Vicdani ret mücadelesinde bir eşik daha geçildi
AİHM'in vicdani retle ilgili ihlal kararı kesinleşti. Türkiye Cumhuriyeti, vicdani retçi Murat Kanatlı ve avukatı Öncel Polili'ye tazminat ödenmesi için süreci başlattı.
Bugün Kıbrıs
Vicdani ret mücadelesinde bir yeni eşik daha geçildi. Avrupa İnsan Hakları Mahkemesi (AİHM) Büyük Dairesi, 23 Eylül 2024 tarihinde aldığı kararla, AİHM 9. maddesi kapsamındaki ihlal kararını kesinleştirdi. Vicdani retçi Murat Kanatlı, sosyal medya üzerinden yaptığı paylaşımda bu kararın hem kendi mücadelesi hem de insan hakları adına büyük bir zafer olduğunu belirtti. Kanatlı, paylaşımında şu ifadelere yer verdi:
“20 Kasım itibariyle avukatımız Öncel Polili’ye Türkiye Cumhuriyeti Dışişleri Bakanlığı’ndan bir mektup ulaştı. Bu mektup, Türkiye’nin AİHM kararını kabul ettiğini ve tazminat ödenmesi için 22 Kasım tarihine kadar gerekli bilgilerin iletilmesini talep ettiğini ortaya koyuyor. Biz de bugün itibariyle (22 Kasım, Cuma) TC Lefkoşa Büyükelçiliği Hukuk Müşavirliği’ne gerekli evrakları sunduk.”
Kararı, vicdani ret hakkı açısından kritik bir dönüm noktası olarak değerlendiren Kanatlı, “Karar, zorunlu askerlik sürecini, askerlik sonrası seferberlik durumlarını ve dini ya da siyasi nedenlerle vicdani reddin bir insan hakkı olarak tanınmasını kapsayan bir süreçte alınmıştır. Savaşın yükseldiği bir dönemde İsrail, Ukrayna, Belarus ve Rusya’da binlerce insan seferberliğe çağrılırken, bu karar vicdani ret hakkının bir insan hakkı olarak tescillenmesi açısından önemli bir dönüm noktasıdır” dedi.

[Sağlanan Malzeme]

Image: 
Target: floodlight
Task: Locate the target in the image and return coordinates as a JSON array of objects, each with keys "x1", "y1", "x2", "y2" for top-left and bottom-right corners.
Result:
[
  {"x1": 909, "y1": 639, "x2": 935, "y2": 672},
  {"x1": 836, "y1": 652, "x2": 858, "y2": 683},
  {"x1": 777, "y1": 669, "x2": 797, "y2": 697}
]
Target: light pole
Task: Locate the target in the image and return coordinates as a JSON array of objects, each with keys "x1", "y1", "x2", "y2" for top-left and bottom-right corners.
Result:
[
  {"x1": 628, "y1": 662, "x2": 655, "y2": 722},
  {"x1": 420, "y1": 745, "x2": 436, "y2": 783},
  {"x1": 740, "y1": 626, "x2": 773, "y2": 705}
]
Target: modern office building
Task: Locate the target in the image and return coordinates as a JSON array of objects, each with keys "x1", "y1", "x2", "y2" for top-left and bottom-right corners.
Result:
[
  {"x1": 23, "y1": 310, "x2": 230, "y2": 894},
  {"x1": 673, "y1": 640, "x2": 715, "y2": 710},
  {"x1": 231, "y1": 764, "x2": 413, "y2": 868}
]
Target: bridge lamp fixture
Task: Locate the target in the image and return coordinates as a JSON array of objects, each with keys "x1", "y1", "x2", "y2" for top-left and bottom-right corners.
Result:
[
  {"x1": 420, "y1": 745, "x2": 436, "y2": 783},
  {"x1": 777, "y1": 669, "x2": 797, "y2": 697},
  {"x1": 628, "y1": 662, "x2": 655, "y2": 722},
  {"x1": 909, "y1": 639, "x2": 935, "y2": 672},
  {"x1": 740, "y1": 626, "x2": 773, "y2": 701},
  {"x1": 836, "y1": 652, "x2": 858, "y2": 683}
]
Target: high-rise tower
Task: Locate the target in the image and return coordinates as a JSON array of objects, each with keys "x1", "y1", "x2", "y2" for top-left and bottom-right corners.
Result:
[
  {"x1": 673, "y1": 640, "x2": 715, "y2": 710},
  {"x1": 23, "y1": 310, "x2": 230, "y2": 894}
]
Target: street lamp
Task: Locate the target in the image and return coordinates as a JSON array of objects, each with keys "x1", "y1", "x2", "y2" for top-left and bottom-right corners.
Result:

[Hedefler]
1. Vicdani ret haberine göre aşağıdaki soruları yanıtlayın:
(a) AİHM Büyük Dairesi kararını hangi tarihte aldı?
(b) Dışişleri Bakanlığı'ndan gelen mektup avukata hangi tarih itibarıyla ulaştı?
(c) Kanatlı, binlerce insanın seferberliğe çağrıldığı ülkeler olarak hangilerini sayıyor?
2. Vicdani ret haberinin bir bölümünü hiç değiştirmeden yazın: "Vicdani ret mücadelesinde bir eşik" sözlerinin geçtiği yerden başlayın ve "için süreci başlattı." sözlerinden sonra bitirin.

[Görev Yanıtları]
1.
(a) 23 Eylül 2024 tarihinde.
(b) 20 Kasım itibarıyla.
(c) İsrail, Ukrayna, Belarus ve Rusya.

2.
Vicdani ret mücadelesinde bir eşik daha geçildi
AİHM'in vicdani retle ilgili ihlal kararı kesinleşti. Türkiye Cumhuriyeti, vicdani retçi Murat Kanatlı ve avukatı Öncel Polili'ye tazminat ödenmesi için süreci başlattı.